Saved data entries:
::::

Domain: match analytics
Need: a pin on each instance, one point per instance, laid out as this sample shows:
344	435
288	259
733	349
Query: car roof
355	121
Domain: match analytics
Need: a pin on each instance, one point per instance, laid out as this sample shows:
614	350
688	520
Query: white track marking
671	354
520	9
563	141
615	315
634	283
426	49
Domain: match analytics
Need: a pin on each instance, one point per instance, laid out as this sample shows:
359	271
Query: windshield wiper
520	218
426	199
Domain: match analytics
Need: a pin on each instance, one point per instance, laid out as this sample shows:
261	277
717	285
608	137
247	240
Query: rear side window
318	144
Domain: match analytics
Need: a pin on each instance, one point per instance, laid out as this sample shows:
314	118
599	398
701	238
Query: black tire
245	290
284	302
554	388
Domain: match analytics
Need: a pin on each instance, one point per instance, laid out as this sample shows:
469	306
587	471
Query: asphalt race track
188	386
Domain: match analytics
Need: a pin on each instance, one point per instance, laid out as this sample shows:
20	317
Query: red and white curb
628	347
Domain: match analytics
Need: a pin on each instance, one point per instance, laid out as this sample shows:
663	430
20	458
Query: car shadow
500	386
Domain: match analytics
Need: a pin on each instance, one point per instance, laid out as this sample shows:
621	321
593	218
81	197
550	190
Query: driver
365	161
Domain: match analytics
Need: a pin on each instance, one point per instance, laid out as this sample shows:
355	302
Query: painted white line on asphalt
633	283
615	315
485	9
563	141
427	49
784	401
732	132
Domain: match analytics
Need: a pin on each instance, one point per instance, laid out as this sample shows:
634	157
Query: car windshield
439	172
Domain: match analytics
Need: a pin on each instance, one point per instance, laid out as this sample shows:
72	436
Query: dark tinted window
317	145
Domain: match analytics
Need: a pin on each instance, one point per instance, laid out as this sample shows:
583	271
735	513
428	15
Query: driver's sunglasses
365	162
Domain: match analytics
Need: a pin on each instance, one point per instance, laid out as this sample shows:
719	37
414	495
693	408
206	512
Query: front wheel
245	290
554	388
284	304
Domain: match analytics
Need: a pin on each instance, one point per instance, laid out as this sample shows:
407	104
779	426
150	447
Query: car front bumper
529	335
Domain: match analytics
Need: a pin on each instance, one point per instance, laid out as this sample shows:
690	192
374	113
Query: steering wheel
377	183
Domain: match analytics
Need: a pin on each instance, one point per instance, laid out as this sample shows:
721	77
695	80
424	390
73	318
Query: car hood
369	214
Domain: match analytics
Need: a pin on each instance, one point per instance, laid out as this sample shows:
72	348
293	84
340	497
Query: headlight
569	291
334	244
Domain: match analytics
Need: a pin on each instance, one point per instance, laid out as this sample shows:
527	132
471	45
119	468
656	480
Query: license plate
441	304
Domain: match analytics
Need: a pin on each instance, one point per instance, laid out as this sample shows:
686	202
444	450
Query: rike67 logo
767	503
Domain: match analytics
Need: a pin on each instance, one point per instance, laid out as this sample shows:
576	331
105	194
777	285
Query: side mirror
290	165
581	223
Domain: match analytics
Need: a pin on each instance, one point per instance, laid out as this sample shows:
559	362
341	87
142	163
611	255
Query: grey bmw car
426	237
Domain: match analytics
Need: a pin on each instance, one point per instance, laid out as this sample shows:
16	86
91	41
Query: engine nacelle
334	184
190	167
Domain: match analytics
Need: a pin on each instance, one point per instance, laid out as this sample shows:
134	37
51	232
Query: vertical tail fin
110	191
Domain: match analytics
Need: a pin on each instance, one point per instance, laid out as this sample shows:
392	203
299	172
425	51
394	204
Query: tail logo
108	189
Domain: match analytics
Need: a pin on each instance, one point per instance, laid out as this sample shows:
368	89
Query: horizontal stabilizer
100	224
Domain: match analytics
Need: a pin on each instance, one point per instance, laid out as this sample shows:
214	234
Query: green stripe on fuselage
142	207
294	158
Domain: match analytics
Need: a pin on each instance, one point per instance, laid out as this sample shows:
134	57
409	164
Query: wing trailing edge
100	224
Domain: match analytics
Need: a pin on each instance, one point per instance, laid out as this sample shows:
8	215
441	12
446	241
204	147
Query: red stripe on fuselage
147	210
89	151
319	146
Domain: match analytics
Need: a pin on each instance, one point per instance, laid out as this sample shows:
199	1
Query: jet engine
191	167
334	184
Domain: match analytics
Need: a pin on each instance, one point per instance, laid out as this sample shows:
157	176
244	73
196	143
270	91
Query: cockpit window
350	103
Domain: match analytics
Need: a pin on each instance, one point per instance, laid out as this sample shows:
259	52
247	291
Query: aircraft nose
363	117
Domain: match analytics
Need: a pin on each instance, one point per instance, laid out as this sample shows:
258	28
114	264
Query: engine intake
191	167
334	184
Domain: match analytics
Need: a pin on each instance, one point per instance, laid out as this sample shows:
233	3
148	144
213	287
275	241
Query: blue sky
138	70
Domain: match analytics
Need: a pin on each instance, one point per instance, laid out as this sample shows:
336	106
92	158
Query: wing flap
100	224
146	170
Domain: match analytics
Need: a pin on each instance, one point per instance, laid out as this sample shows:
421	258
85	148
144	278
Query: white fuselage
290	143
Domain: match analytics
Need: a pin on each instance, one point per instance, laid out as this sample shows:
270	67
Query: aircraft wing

::::

Exercise aim
Extract all of the data exactly as written.

Solution to this exercise
Domain: match analytics
Need: a pin on each instance, one point per instance, laid out as this sample shows:
344	435
288	259
733	349
Query: car roof
355	121
Domain: match analytics
Need: a pin on each instance, one point per instance, laid out as this sample shows:
614	350
688	520
Query: white track marking
671	354
520	9
563	141
615	315
634	283
426	49
Domain: match analytics
Need: a pin on each instance, one point per instance, laid out as this sample shows:
359	271
Query: windshield wiper
520	218
426	199
Domain: match analytics
Need: a pin on each instance, one point per instance, laid out as this sample shows:
261	277
717	285
608	137
247	240
Query: rear side window
318	144
Domain: match analytics
Need: a pin on each instance, one point per instance, laid out as this sample shows:
314	118
599	398
701	238
Query: black tire
245	290
284	302
554	388
Domain: match analytics
Need: a pin on each instance, one point per instance, laid out as this sample shows:
469	306
587	471
Query: asphalt race track
188	386
Domain: match analytics
Need: a pin on each instance, one point per instance, laid out as this sample shows:
20	317
Query: red and white curb
628	347
Domain: match analytics
Need: a pin on each instance, one point per instance, laid out as this sample shows:
663	430
20	458
Query: car shadow
500	386
Domain: match analytics
Need: a pin on each instance, one point per instance, laid out as this sample shows:
621	321
593	218
81	197
550	190
Query: driver
365	161
Domain: match analytics
Need: a pin on each instance, one point per instance, laid out as this sample shows:
355	302
Query: painted white line on asphalt
633	283
615	315
485	9
563	141
427	49
784	401
732	132
Domain: match analytics
Need: a pin on each instance, one point per instance, laid out as this sample shows:
634	157
Query: car windshield
439	172
Domain: match analytics
Need: a pin on each instance, one point per instance, laid out as this sample shows:
72	436
Query: dark tinted window
317	145
Domain: match analytics
Need: a pin on each instance, one point per instance, laid out as this sample shows:
583	271
735	513
428	15
Query: driver's sunglasses
365	162
Domain: match analytics
Need: a pin on each instance, one point per instance, laid out as this sample shows:
719	37
414	495
693	408
206	512
Query: front wheel
245	290
554	388
284	304
Domain: match analytics
Need: a pin on each instance, one point per instance, laid out as this sample shows:
407	104
779	426
150	447
Query: car front bumper
529	335
Domain: match analytics
Need: a pin on each instance, one point per instance, laid out as this sample shows:
690	192
374	113
Query: steering wheel
377	183
Domain: match analytics
Need: a pin on each instance, one point per instance, laid out as this sample shows:
721	77
695	80
424	390
73	318
Query: car hood
369	214
Domain: match analytics
Need: a pin on each instance, one point per instance, laid out as this sample shows:
72	348
293	84
340	497
Query: headlight
569	291
334	244
Domain: match analytics
Need: a pin on each instance, one point per instance, laid out as this sample shows:
527	132
471	45
119	468
656	480
Query: license plate
441	304
Domain: match analytics
Need: a pin on each instance, one point per instance, laid out as this sample shows:
686	202
444	450
Query: rike67 logo
767	503
Domain: match analytics
Need: a pin on each instance, one point per instance, laid out as this sample shows:
576	331
105	194
777	285
Query: side mirror
290	165
581	223
Domain: match analytics
Need: a pin on each instance, one point per instance, laid out as this sample shows:
559	362
341	87
142	163
611	255
Query: grey bmw car
426	237
Domain: match analytics
Need: a pin on each instance, one point per instance, laid out as this sample shows:
16	86
91	41
Query: engine nacelle
334	184
190	167
Domain: match analytics
Need: a pin on each instance, one point per instance, laid out as this sample shows:
134	37
51	232
Query: vertical tail fin
110	191
Domain: match analytics
Need: a pin on each instance, one point per instance, laid out as this sample shows:
392	203
299	172
425	51
394	204
Query: tail logo
108	189
Domain: match analytics
Need: a pin on each instance, one point per instance, laid out as this sample shows:
368	89
Query: horizontal stabilizer
100	224
Domain: match analytics
Need: a pin on each instance, one point per instance, laid out as this sample shows:
214	234
Query: green stripe on fuselage
142	207
294	158
Domain: match analytics
Need: a pin on each instance, one point per instance, laid out as this sample shows:
134	57
409	164
Query: wing trailing edge
100	224
Domain: match analytics
Need: a pin on each instance, one point per instance, laid out as this sample shows:
8	215
441	12
446	241
204	147
Query: red stripe on fuselage
147	210
89	151
319	146
Domain: match analytics
Need: a pin on each instance, one point per instance, laid out as this sample shows:
199	1
Query: jet engine
191	167
334	184
Domain: match analytics
Need: a pin on each instance, one point per instance, laid out as this sample shows:
157	176
244	73
196	143
270	91
Query: cockpit window
350	103
Domain: match analytics
Need: a pin on each instance, one point per instance, laid out as this sample shows:
259	52
247	291
Query: aircraft nose
363	117
Domain: match analytics
Need: a pin on each instance, one point per instance, laid out as this sample shows:
258	28
114	264
Query: engine intake
191	167
334	184
Domain: match analytics
Need: a pin on each instance, one point per instance, laid out as this sample shows:
233	3
148	144
213	287
275	241
Query: blue sky
138	70
Domain: match analytics
Need: a pin on each instance, one point per instance, laid out as this sample shows:
336	106
92	158
Query: wing flap
100	224
146	170
Domain: match analytics
Need: a pin on each instance, one point per instance, laid out as this sample shows:
421	258
85	148
144	278
Query: white fuselage
290	143
Domain: match analytics
Need: a pin on each instance, one point per instance, laid out as this sample shows:
270	67
Query: aircraft wing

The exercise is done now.